__Selected passage__.

___

8.8 KiB
Reasoning Chain
Dimension 1: Core Architecture
Fact Confirmation
Fixed-wing monocular VO accumulates drift because scale and terrain assumptions are imperfect (Fact #1). Aerial VPR can provide absolute anchors but has weather, scale, and repetition failure modes (Fact #2).
Reference Comparison
Pure VO/IMU cannot satisfy the long 8-hour mission. Pure satellite matching cannot run every frame inside the latency budget and will fail in turns, stale imagery, and repetitive fields.
Conclusion
Select a hybrid architecture: steady-state VO/IMU propagation, conditional satellite/VPR anchoring, and ESKF covariance gates.
Confidence
High. Supported by Sources #1 and #2.
Dimension 2: VO / VIO Dependency
Fact Confirmation
OpenVINS and ORB-SLAM3 both support visual-inertial estimation patterns, but both are GPL-family production dependency risks (Facts #4 and #5).
Reference Comparison
The project needs a production system with custom mode labels, covariance propagation, MAVLink-specific output behavior, and no hidden GPL obligation. A full SLAM stack also adds initialization and map-management complexity that the ACs do not require.

___

__Data excerpts__.
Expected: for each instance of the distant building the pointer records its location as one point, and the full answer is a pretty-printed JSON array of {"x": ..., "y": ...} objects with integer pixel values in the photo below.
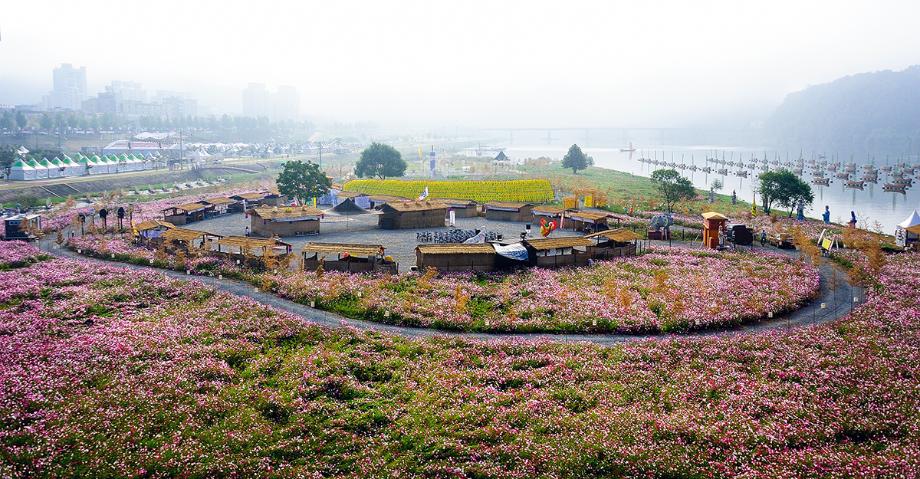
[
  {"x": 68, "y": 89},
  {"x": 256, "y": 101},
  {"x": 143, "y": 148},
  {"x": 286, "y": 104}
]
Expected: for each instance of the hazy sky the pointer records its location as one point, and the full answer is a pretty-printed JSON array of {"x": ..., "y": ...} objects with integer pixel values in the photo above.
[{"x": 468, "y": 63}]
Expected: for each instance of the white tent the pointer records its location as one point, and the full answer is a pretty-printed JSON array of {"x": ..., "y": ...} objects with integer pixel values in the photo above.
[
  {"x": 41, "y": 171},
  {"x": 908, "y": 231},
  {"x": 20, "y": 170},
  {"x": 71, "y": 167},
  {"x": 56, "y": 170},
  {"x": 136, "y": 164},
  {"x": 51, "y": 171}
]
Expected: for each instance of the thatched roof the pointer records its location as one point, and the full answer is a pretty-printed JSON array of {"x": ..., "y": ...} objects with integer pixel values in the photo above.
[
  {"x": 404, "y": 206},
  {"x": 541, "y": 244},
  {"x": 457, "y": 202},
  {"x": 246, "y": 242},
  {"x": 712, "y": 215},
  {"x": 153, "y": 224},
  {"x": 460, "y": 248},
  {"x": 183, "y": 234},
  {"x": 387, "y": 198},
  {"x": 358, "y": 250},
  {"x": 548, "y": 210},
  {"x": 250, "y": 196},
  {"x": 188, "y": 207},
  {"x": 620, "y": 235},
  {"x": 349, "y": 194},
  {"x": 286, "y": 212},
  {"x": 222, "y": 200},
  {"x": 587, "y": 215},
  {"x": 506, "y": 205}
]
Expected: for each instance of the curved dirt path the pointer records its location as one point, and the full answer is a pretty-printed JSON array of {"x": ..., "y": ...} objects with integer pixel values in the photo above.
[{"x": 837, "y": 303}]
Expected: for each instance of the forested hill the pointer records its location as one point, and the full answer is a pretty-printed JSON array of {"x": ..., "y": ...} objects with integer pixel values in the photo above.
[{"x": 876, "y": 113}]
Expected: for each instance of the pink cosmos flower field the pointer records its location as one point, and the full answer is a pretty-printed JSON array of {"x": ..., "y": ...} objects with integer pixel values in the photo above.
[{"x": 110, "y": 372}]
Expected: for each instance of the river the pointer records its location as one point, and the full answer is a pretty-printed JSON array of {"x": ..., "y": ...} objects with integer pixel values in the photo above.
[{"x": 870, "y": 204}]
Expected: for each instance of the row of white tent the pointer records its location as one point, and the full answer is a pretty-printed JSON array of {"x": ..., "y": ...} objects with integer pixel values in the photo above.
[{"x": 80, "y": 165}]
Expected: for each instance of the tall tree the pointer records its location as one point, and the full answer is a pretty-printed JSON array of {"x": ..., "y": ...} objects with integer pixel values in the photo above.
[
  {"x": 784, "y": 188},
  {"x": 45, "y": 123},
  {"x": 302, "y": 180},
  {"x": 380, "y": 160},
  {"x": 672, "y": 187},
  {"x": 576, "y": 159},
  {"x": 21, "y": 120},
  {"x": 6, "y": 121}
]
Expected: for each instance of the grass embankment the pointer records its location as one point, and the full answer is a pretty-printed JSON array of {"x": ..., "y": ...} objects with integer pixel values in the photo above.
[
  {"x": 535, "y": 190},
  {"x": 626, "y": 189},
  {"x": 117, "y": 373}
]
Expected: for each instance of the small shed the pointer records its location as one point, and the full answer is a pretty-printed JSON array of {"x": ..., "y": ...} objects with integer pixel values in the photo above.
[
  {"x": 360, "y": 200},
  {"x": 560, "y": 251},
  {"x": 586, "y": 221},
  {"x": 151, "y": 231},
  {"x": 379, "y": 200},
  {"x": 612, "y": 243},
  {"x": 268, "y": 221},
  {"x": 412, "y": 214},
  {"x": 503, "y": 211},
  {"x": 456, "y": 257},
  {"x": 548, "y": 213},
  {"x": 249, "y": 200},
  {"x": 244, "y": 245},
  {"x": 461, "y": 208},
  {"x": 223, "y": 205},
  {"x": 186, "y": 239},
  {"x": 22, "y": 226},
  {"x": 274, "y": 198},
  {"x": 713, "y": 224},
  {"x": 187, "y": 213},
  {"x": 348, "y": 257}
]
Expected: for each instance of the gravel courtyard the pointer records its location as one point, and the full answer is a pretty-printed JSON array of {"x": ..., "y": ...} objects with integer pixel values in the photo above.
[{"x": 362, "y": 228}]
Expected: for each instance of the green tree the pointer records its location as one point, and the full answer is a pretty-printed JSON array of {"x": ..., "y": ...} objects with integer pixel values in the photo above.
[
  {"x": 576, "y": 159},
  {"x": 21, "y": 120},
  {"x": 672, "y": 187},
  {"x": 7, "y": 156},
  {"x": 45, "y": 123},
  {"x": 783, "y": 188},
  {"x": 6, "y": 121},
  {"x": 380, "y": 160},
  {"x": 302, "y": 180}
]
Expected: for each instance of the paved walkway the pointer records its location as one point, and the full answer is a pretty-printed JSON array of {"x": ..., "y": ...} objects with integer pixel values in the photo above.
[{"x": 837, "y": 303}]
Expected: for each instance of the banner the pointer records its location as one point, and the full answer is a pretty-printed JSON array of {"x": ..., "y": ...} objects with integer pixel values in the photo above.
[{"x": 515, "y": 251}]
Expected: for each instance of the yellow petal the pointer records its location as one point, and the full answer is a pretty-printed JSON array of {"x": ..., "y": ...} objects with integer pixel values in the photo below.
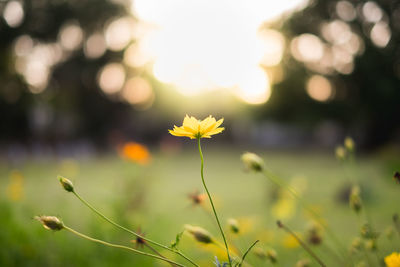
[
  {"x": 216, "y": 131},
  {"x": 207, "y": 124}
]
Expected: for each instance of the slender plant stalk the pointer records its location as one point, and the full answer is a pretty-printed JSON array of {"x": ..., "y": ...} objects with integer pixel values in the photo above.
[
  {"x": 304, "y": 245},
  {"x": 247, "y": 251},
  {"x": 122, "y": 247},
  {"x": 212, "y": 204},
  {"x": 132, "y": 232},
  {"x": 281, "y": 183}
]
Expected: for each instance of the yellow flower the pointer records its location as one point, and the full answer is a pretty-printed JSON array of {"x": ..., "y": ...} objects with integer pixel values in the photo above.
[
  {"x": 393, "y": 260},
  {"x": 195, "y": 129}
]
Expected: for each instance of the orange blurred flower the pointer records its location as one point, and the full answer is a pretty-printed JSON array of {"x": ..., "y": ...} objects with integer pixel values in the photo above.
[{"x": 135, "y": 152}]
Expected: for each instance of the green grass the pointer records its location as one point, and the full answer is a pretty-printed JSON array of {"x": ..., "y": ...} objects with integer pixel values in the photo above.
[{"x": 154, "y": 198}]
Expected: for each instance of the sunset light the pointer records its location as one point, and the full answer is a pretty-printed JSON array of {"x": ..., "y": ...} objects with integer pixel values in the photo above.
[{"x": 197, "y": 48}]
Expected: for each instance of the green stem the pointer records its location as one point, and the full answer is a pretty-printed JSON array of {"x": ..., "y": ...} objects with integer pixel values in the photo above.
[
  {"x": 130, "y": 231},
  {"x": 247, "y": 251},
  {"x": 212, "y": 204},
  {"x": 122, "y": 247}
]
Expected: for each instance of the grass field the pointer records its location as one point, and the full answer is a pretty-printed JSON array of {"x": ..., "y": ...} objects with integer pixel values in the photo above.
[{"x": 154, "y": 199}]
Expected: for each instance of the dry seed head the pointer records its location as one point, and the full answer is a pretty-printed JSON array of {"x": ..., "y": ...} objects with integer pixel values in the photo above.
[
  {"x": 200, "y": 234},
  {"x": 233, "y": 225},
  {"x": 50, "y": 222},
  {"x": 252, "y": 162},
  {"x": 66, "y": 184},
  {"x": 355, "y": 199}
]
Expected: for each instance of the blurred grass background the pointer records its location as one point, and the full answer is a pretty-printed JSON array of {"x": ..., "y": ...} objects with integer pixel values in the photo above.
[{"x": 154, "y": 199}]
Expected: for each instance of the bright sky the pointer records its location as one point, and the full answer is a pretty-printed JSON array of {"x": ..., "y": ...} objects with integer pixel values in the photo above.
[{"x": 207, "y": 45}]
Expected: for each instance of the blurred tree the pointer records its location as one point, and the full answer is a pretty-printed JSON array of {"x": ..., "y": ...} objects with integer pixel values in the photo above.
[
  {"x": 342, "y": 65},
  {"x": 360, "y": 58}
]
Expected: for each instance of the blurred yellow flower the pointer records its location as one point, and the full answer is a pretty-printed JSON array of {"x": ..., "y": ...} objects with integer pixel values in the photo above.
[
  {"x": 393, "y": 260},
  {"x": 135, "y": 152},
  {"x": 15, "y": 188},
  {"x": 290, "y": 242},
  {"x": 194, "y": 129}
]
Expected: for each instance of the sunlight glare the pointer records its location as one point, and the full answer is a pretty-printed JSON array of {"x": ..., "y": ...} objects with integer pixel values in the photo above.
[
  {"x": 197, "y": 48},
  {"x": 254, "y": 88}
]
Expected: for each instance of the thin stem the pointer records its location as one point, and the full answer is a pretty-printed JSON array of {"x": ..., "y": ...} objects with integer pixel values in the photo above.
[
  {"x": 304, "y": 245},
  {"x": 281, "y": 183},
  {"x": 132, "y": 232},
  {"x": 247, "y": 251},
  {"x": 120, "y": 246},
  {"x": 212, "y": 204}
]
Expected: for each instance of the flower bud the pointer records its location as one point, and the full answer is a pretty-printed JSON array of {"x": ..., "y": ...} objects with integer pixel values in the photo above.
[
  {"x": 260, "y": 253},
  {"x": 389, "y": 232},
  {"x": 303, "y": 263},
  {"x": 340, "y": 153},
  {"x": 355, "y": 199},
  {"x": 314, "y": 235},
  {"x": 50, "y": 222},
  {"x": 356, "y": 245},
  {"x": 362, "y": 264},
  {"x": 200, "y": 234},
  {"x": 349, "y": 144},
  {"x": 252, "y": 162},
  {"x": 66, "y": 184},
  {"x": 272, "y": 256},
  {"x": 367, "y": 232},
  {"x": 396, "y": 177},
  {"x": 233, "y": 225}
]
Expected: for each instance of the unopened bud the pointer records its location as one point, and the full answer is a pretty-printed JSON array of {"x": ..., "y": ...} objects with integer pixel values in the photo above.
[
  {"x": 233, "y": 225},
  {"x": 349, "y": 144},
  {"x": 396, "y": 222},
  {"x": 272, "y": 256},
  {"x": 356, "y": 245},
  {"x": 260, "y": 253},
  {"x": 50, "y": 222},
  {"x": 362, "y": 264},
  {"x": 314, "y": 236},
  {"x": 370, "y": 245},
  {"x": 389, "y": 232},
  {"x": 200, "y": 234},
  {"x": 355, "y": 199},
  {"x": 252, "y": 162},
  {"x": 340, "y": 153},
  {"x": 396, "y": 177},
  {"x": 66, "y": 183},
  {"x": 367, "y": 232},
  {"x": 303, "y": 263}
]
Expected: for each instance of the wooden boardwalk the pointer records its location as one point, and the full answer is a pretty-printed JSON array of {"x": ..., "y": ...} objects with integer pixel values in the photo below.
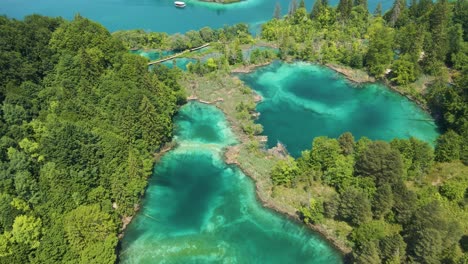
[{"x": 178, "y": 54}]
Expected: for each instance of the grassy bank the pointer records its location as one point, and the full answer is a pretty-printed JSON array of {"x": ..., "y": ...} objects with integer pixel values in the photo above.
[{"x": 227, "y": 93}]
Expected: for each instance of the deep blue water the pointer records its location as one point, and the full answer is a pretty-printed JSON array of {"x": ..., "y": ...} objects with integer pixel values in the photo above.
[{"x": 158, "y": 15}]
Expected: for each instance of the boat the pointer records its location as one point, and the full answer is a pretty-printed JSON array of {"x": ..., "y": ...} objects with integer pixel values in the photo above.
[{"x": 179, "y": 4}]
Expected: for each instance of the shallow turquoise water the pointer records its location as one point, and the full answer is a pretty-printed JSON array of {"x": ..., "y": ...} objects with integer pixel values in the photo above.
[
  {"x": 158, "y": 15},
  {"x": 197, "y": 209},
  {"x": 303, "y": 101}
]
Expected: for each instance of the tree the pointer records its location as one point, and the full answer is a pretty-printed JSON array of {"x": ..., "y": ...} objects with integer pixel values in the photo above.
[
  {"x": 344, "y": 7},
  {"x": 378, "y": 10},
  {"x": 448, "y": 147},
  {"x": 367, "y": 253},
  {"x": 324, "y": 152},
  {"x": 381, "y": 163},
  {"x": 316, "y": 9},
  {"x": 392, "y": 249},
  {"x": 347, "y": 143},
  {"x": 313, "y": 212},
  {"x": 355, "y": 207},
  {"x": 380, "y": 53},
  {"x": 292, "y": 7},
  {"x": 382, "y": 202},
  {"x": 284, "y": 172},
  {"x": 404, "y": 71},
  {"x": 27, "y": 230},
  {"x": 340, "y": 174},
  {"x": 88, "y": 225},
  {"x": 277, "y": 13}
]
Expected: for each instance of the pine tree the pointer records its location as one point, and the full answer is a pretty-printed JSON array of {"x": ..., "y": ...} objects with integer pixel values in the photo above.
[
  {"x": 292, "y": 7},
  {"x": 344, "y": 7},
  {"x": 378, "y": 10},
  {"x": 316, "y": 9},
  {"x": 277, "y": 13},
  {"x": 302, "y": 4}
]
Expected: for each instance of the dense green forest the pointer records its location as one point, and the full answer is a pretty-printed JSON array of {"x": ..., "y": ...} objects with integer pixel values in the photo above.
[
  {"x": 79, "y": 120},
  {"x": 396, "y": 202},
  {"x": 386, "y": 197}
]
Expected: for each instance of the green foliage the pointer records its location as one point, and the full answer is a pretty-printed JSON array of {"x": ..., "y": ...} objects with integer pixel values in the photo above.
[
  {"x": 27, "y": 230},
  {"x": 312, "y": 213},
  {"x": 448, "y": 147},
  {"x": 404, "y": 71},
  {"x": 324, "y": 153},
  {"x": 355, "y": 207},
  {"x": 383, "y": 201},
  {"x": 381, "y": 163},
  {"x": 284, "y": 172},
  {"x": 347, "y": 143},
  {"x": 88, "y": 225},
  {"x": 380, "y": 53},
  {"x": 77, "y": 136}
]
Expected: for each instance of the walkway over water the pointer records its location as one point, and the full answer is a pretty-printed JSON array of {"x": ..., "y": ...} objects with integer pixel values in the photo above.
[{"x": 178, "y": 54}]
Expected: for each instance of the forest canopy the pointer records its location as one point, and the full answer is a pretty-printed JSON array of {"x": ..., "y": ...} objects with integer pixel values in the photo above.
[{"x": 79, "y": 120}]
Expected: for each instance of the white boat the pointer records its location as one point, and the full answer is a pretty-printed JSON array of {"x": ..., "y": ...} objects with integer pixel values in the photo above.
[{"x": 179, "y": 4}]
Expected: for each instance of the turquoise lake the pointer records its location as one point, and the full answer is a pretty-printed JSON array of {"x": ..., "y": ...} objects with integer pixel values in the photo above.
[
  {"x": 197, "y": 209},
  {"x": 303, "y": 101},
  {"x": 159, "y": 15}
]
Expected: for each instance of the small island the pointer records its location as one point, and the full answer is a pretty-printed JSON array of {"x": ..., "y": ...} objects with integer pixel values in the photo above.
[{"x": 222, "y": 1}]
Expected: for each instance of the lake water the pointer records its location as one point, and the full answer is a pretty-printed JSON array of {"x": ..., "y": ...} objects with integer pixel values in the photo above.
[
  {"x": 197, "y": 209},
  {"x": 158, "y": 15},
  {"x": 303, "y": 101}
]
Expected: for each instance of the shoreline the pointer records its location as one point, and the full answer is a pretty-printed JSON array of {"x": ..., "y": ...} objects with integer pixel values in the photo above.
[
  {"x": 317, "y": 230},
  {"x": 222, "y": 2},
  {"x": 230, "y": 154},
  {"x": 350, "y": 75}
]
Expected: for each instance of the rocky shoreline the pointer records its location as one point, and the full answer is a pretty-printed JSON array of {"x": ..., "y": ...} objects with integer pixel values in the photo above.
[{"x": 224, "y": 2}]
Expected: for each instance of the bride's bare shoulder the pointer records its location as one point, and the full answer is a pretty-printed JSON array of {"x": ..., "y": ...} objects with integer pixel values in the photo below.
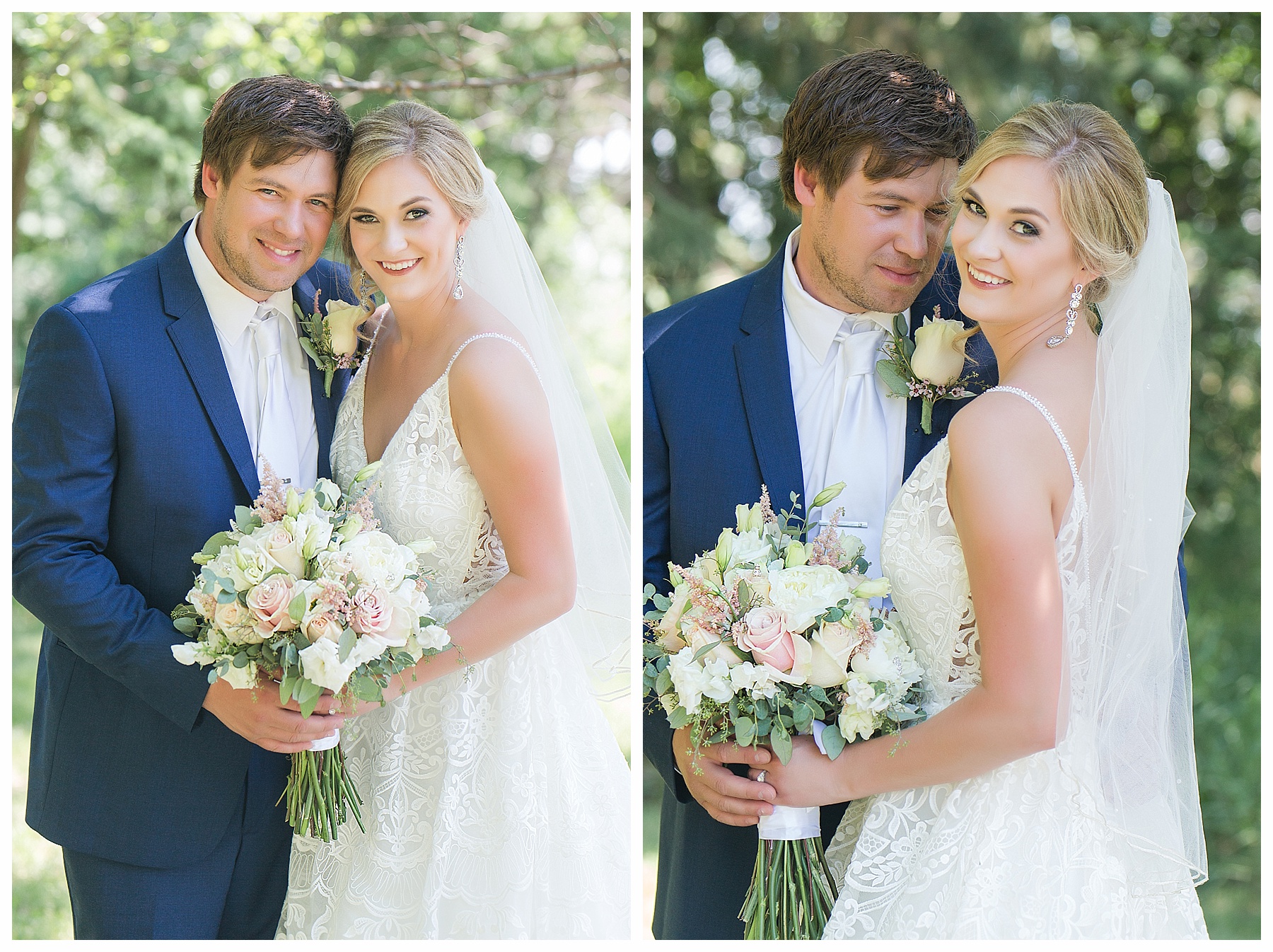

___

__What you will do__.
a) According to the navigation reasoning chain, why does the project choose a hybrid architecture instead of relying only on VO/IMU or only on satellite matching? Answer in one to three sentences.
b) Reproduce a portion of the navigation reasoning chain word for word. Begin at the words "Dimension 2: VO" and stop after "#4 and #5).".
c) Carry on the navigation reasoning chain, starting right after its final sentence.
None of the records is needed for these tasks.

__Written responses__.
a) Pure VO/IMU cannot meet the long 8-hour mission because monocular VO accumulates drift from imperfect scale and terrain assumptions. Pure satellite matching cannot run on every frame within the latency budget, and it fails in turns, with stale imagery, and over repetitive fields. A hybrid of VO/IMU propagation with conditional satellite/VPR anchoring and ESKF covariance gates addresses both weaknesses.

b)
Dimension 2: VO / VIO Dependency
Fact Confirmation
OpenVINS and ORB-SLAM3 both support visual-inertial estimation patterns, but both are GPL-family production dependency risks (Facts #4 and #5).

c)
Conclusion
Use a custom VO/IMU propagation and ESKF mode machine for production. Use OpenVINS/ORB-SLAM3 only as benchmarks/reference algorithms.
Confidence
High for licensing/scope decision; medium for final estimator performance until prototype profiling.
Dimension 3: Satellite Retrieval And Local Matching
Fact Confirmation
Aerial VPR benefits from scale/overlap-aware chunks and retrieval + local alignment (Fact #2). LightGlue provides keypoint correspondences/scores from local descriptors (Fact #7). FAISS provides top-K retrieval over descriptors (Fact #12).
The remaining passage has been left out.